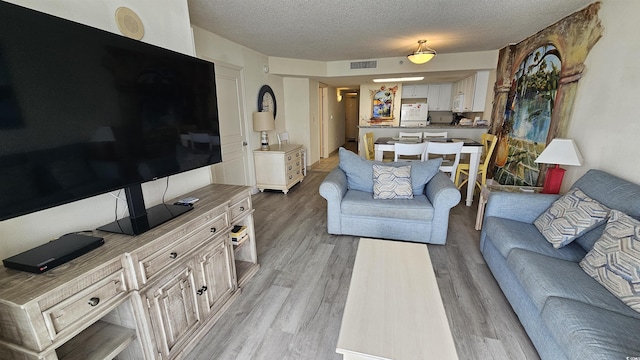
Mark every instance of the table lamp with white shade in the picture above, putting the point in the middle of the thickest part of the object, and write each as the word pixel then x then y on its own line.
pixel 558 152
pixel 264 121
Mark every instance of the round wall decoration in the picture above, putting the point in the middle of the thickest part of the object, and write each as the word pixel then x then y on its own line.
pixel 267 100
pixel 129 23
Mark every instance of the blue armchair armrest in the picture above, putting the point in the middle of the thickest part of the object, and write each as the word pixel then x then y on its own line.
pixel 333 189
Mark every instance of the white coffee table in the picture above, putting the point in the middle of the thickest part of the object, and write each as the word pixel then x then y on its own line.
pixel 394 309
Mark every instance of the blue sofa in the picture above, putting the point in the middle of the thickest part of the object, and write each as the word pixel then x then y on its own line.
pixel 352 210
pixel 566 313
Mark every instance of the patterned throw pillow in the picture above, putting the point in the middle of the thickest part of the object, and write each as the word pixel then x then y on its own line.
pixel 614 260
pixel 569 217
pixel 391 182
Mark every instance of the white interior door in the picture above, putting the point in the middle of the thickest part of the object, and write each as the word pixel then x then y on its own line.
pixel 233 137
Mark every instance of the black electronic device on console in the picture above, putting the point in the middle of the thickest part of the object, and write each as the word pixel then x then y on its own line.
pixel 53 253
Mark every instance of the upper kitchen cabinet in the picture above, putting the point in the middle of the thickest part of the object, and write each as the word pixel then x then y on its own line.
pixel 474 91
pixel 439 97
pixel 415 91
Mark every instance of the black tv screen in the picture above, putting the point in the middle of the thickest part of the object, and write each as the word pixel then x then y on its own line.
pixel 84 112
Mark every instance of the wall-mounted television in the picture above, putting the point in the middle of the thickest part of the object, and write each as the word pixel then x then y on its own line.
pixel 84 112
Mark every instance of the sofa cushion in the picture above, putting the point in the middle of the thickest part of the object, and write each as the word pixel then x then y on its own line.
pixel 570 216
pixel 360 203
pixel 614 260
pixel 390 182
pixel 586 332
pixel 360 171
pixel 543 277
pixel 507 234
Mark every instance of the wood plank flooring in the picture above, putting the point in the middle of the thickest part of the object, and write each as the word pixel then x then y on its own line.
pixel 292 308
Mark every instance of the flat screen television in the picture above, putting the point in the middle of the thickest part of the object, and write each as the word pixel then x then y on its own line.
pixel 85 112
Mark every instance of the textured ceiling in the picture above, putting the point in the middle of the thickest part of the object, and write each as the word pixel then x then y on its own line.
pixel 367 29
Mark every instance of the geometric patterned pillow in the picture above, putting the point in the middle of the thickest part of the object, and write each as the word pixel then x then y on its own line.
pixel 391 182
pixel 614 260
pixel 569 217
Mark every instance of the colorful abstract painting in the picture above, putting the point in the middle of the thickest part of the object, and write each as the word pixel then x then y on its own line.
pixel 536 83
pixel 528 115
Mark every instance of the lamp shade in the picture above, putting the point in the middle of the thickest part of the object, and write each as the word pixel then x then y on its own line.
pixel 263 121
pixel 561 152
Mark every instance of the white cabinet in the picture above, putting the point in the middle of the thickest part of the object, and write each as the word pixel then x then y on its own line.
pixel 480 91
pixel 278 168
pixel 439 97
pixel 474 92
pixel 415 91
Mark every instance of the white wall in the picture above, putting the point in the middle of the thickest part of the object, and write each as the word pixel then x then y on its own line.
pixel 166 26
pixel 605 121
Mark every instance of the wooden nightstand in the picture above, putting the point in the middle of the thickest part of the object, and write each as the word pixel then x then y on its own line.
pixel 280 167
pixel 493 186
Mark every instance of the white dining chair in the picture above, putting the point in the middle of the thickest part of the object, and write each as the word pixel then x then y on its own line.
pixel 441 134
pixel 410 135
pixel 443 149
pixel 409 152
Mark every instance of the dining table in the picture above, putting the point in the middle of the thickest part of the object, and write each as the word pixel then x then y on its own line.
pixel 471 147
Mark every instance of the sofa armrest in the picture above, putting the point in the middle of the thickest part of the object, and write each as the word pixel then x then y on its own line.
pixel 334 185
pixel 442 192
pixel 518 206
pixel 333 188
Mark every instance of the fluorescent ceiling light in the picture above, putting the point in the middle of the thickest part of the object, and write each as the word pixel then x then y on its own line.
pixel 411 78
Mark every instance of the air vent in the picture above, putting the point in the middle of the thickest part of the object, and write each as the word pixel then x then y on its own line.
pixel 364 64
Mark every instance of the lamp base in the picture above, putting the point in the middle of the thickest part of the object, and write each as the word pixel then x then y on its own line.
pixel 553 180
pixel 264 141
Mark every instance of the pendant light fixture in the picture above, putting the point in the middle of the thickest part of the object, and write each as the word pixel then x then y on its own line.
pixel 423 54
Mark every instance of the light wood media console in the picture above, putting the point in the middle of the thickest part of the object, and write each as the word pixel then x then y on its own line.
pixel 149 296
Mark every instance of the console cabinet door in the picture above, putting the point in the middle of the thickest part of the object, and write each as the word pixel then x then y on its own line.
pixel 173 309
pixel 217 276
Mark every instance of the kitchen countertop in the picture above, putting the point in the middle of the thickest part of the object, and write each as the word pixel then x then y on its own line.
pixel 432 126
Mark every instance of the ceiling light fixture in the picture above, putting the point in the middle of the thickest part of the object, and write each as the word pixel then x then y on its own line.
pixel 423 54
pixel 411 78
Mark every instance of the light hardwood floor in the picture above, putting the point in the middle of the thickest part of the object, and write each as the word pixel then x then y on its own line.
pixel 293 307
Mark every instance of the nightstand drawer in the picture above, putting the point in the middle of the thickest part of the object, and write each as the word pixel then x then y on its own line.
pixel 240 208
pixel 174 253
pixel 85 305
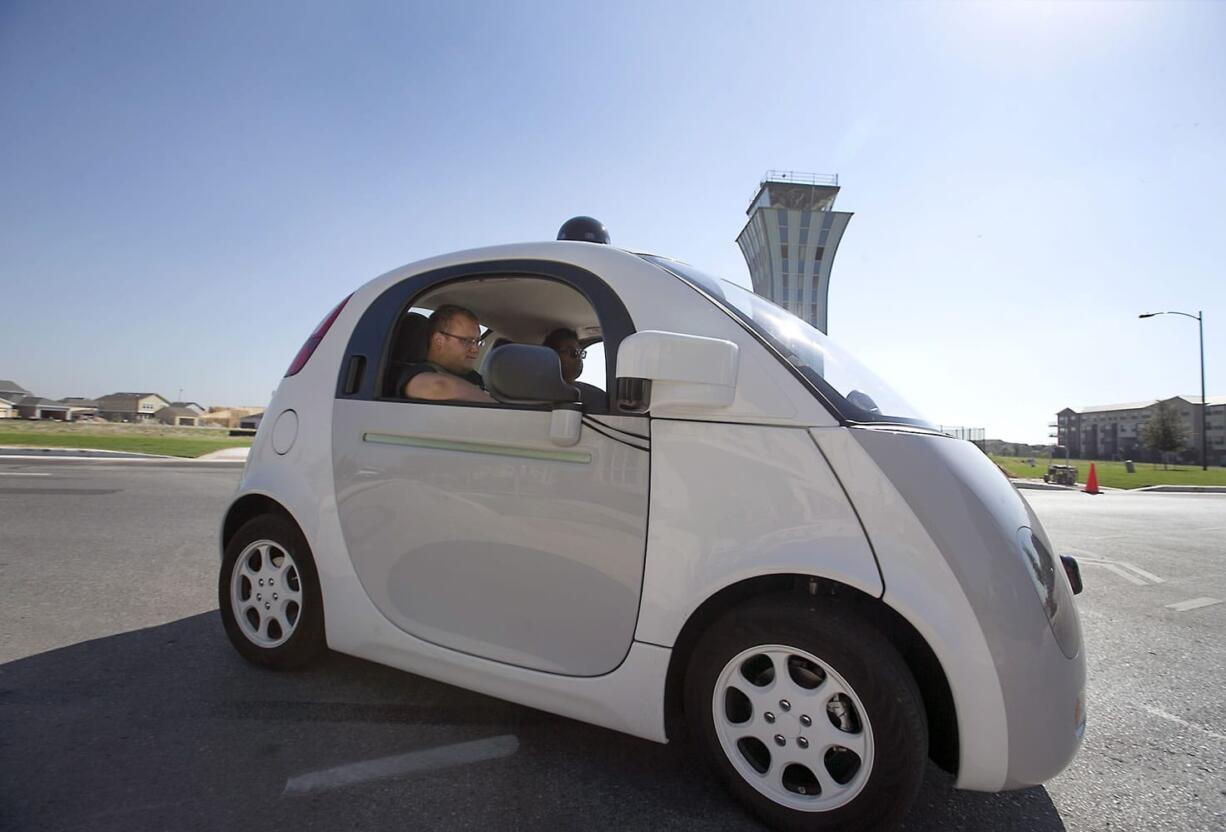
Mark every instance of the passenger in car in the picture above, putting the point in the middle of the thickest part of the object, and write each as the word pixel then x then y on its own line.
pixel 565 343
pixel 448 371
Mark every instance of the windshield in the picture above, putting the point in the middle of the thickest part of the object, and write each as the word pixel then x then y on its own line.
pixel 846 384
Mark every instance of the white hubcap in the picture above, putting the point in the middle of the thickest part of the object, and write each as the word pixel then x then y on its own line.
pixel 266 593
pixel 793 728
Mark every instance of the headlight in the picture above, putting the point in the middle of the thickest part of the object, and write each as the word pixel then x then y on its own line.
pixel 1053 591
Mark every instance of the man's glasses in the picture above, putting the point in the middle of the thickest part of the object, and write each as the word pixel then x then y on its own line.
pixel 471 343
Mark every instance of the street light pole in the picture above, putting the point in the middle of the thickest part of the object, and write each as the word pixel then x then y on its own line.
pixel 1199 317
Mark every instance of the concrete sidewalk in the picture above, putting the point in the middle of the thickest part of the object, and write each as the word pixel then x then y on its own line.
pixel 231 457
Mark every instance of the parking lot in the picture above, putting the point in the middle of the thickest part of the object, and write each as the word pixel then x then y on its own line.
pixel 123 706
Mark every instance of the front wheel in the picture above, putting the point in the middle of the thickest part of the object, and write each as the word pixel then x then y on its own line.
pixel 269 592
pixel 808 714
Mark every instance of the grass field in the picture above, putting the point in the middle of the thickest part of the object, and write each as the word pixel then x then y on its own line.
pixel 1113 474
pixel 106 436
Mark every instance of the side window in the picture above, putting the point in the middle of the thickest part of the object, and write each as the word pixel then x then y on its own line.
pixel 440 341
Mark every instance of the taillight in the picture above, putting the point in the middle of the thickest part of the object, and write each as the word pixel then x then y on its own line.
pixel 315 337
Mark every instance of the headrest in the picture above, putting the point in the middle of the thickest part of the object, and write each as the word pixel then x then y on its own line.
pixel 412 340
pixel 410 344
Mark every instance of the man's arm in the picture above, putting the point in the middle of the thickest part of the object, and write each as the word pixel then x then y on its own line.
pixel 439 387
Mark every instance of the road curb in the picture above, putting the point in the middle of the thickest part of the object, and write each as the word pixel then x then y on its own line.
pixel 150 461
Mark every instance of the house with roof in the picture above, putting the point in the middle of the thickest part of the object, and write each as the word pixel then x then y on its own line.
pixel 1112 431
pixel 36 407
pixel 12 392
pixel 130 407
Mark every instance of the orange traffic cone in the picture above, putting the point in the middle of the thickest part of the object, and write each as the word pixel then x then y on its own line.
pixel 1091 484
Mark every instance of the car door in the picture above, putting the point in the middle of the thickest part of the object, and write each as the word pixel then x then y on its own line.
pixel 471 529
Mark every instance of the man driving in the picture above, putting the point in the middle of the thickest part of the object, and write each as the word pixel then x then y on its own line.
pixel 571 354
pixel 448 373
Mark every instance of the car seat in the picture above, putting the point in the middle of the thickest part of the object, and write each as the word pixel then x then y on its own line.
pixel 408 347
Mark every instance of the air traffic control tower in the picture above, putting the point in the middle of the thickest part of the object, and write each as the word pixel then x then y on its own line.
pixel 791 239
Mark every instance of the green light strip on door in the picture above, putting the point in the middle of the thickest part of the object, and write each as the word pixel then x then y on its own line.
pixel 580 457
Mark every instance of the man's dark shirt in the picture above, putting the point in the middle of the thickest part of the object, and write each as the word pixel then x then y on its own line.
pixel 413 370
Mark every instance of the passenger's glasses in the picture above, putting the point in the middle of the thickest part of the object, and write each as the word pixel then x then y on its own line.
pixel 471 343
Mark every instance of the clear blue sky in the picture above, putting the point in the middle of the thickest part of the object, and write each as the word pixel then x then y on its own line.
pixel 185 188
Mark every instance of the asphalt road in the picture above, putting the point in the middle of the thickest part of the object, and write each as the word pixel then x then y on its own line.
pixel 123 706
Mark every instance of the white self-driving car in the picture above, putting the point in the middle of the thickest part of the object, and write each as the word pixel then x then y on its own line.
pixel 748 536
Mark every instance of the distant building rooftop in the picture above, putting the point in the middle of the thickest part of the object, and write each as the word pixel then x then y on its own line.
pixel 795 189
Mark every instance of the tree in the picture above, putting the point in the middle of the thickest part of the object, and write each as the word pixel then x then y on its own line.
pixel 1165 433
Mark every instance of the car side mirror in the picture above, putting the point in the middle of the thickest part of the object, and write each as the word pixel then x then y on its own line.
pixel 661 370
pixel 521 374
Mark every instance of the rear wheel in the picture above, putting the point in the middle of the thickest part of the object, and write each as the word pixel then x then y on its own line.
pixel 269 593
pixel 808 714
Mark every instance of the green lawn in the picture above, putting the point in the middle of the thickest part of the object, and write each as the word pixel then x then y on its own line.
pixel 137 439
pixel 1113 474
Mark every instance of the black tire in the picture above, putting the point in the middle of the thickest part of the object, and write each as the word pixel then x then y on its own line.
pixel 833 632
pixel 307 640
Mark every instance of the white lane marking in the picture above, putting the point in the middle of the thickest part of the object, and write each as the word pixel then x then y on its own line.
pixel 1195 603
pixel 1106 561
pixel 1142 572
pixel 1164 714
pixel 444 756
pixel 1113 567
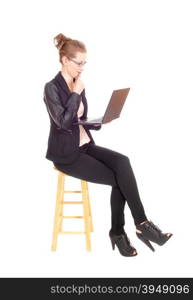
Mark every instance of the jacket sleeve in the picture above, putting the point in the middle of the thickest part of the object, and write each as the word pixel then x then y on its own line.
pixel 90 127
pixel 62 116
pixel 93 127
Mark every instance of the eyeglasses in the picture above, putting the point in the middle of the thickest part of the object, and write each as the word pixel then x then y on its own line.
pixel 78 64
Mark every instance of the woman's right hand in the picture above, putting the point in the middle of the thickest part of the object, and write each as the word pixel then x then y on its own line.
pixel 78 85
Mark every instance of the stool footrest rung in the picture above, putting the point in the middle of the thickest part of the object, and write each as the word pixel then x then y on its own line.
pixel 72 202
pixel 72 192
pixel 72 232
pixel 72 217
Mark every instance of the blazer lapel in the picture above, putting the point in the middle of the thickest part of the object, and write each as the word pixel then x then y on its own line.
pixel 64 90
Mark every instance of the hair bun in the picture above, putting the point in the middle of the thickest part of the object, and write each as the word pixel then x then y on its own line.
pixel 60 40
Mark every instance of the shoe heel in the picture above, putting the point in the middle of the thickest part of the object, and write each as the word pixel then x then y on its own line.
pixel 146 242
pixel 113 244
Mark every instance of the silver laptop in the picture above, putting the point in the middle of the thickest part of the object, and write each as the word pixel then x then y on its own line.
pixel 113 109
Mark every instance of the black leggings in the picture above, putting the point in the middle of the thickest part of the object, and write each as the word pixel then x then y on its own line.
pixel 101 165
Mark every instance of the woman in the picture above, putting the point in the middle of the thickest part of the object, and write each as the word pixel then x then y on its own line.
pixel 73 151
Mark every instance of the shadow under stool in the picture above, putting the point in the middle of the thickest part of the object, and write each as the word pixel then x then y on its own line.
pixel 59 210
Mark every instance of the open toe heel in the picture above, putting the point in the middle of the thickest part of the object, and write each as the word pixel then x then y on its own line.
pixel 146 242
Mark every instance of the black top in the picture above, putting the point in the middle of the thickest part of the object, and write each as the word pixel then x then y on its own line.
pixel 62 106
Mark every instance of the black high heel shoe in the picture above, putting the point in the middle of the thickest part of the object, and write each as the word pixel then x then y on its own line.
pixel 151 232
pixel 123 244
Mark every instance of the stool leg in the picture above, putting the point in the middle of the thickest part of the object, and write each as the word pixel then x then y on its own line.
pixel 89 209
pixel 86 214
pixel 57 210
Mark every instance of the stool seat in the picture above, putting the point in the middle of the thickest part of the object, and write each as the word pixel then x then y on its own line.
pixel 59 210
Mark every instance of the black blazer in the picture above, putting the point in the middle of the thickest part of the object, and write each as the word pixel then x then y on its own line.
pixel 62 106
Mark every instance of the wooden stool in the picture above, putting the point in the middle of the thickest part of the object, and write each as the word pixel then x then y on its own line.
pixel 59 215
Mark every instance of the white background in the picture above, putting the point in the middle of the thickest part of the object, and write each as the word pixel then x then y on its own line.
pixel 144 45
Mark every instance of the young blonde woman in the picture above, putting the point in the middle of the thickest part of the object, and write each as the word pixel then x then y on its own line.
pixel 73 151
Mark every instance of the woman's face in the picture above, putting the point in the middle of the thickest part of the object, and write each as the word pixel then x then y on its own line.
pixel 75 65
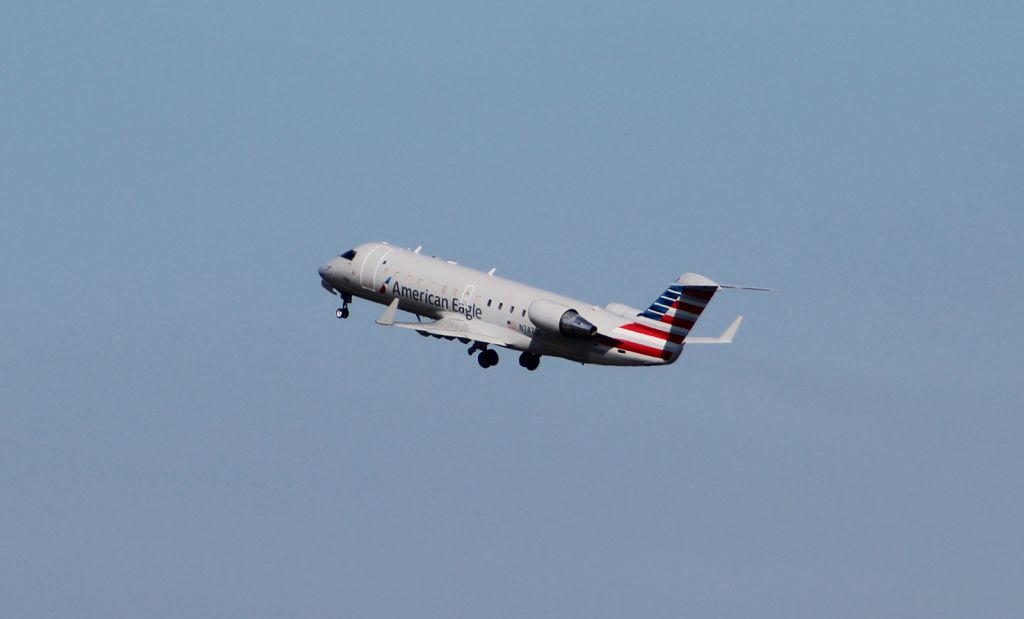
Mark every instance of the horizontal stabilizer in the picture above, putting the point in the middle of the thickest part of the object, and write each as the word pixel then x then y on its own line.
pixel 744 288
pixel 725 338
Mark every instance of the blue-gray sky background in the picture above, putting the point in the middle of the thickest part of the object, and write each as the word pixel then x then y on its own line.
pixel 187 430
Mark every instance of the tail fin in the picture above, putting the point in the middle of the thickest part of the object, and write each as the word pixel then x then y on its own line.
pixel 681 304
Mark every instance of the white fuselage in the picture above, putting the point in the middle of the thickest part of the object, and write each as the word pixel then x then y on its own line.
pixel 435 288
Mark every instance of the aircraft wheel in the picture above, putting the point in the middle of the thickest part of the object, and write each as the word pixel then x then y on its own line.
pixel 529 361
pixel 487 358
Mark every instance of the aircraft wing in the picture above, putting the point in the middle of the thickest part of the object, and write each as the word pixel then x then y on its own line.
pixel 453 326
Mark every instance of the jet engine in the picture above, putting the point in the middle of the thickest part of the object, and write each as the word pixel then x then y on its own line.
pixel 556 318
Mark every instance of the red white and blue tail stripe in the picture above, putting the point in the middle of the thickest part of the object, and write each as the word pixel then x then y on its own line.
pixel 660 330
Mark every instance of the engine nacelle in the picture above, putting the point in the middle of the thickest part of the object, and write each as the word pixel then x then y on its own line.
pixel 556 318
pixel 623 310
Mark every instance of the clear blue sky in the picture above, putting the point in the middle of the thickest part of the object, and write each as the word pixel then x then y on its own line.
pixel 185 429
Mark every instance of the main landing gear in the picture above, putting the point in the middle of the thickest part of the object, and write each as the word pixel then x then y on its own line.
pixel 530 361
pixel 486 358
pixel 342 312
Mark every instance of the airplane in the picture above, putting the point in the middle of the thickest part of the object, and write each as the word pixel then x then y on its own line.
——
▸ **What you are asked to do**
Please copy word for word the lines above between the line holding "Mark every instance of the asphalt" and the line holding "pixel 748 536", inclusive.

▸ **Solved exercise**
Mark every instance of the asphalt road in the picture above, putting the point in the middle of the thickest part of the object, and write each as the word pixel then x then y on its own line.
pixel 123 706
Mark every instance of the white self-driving car in the picture above, putting the point in the middle of the thickest part of the object, and write each as the word pixel then x then y on its own line.
pixel 748 536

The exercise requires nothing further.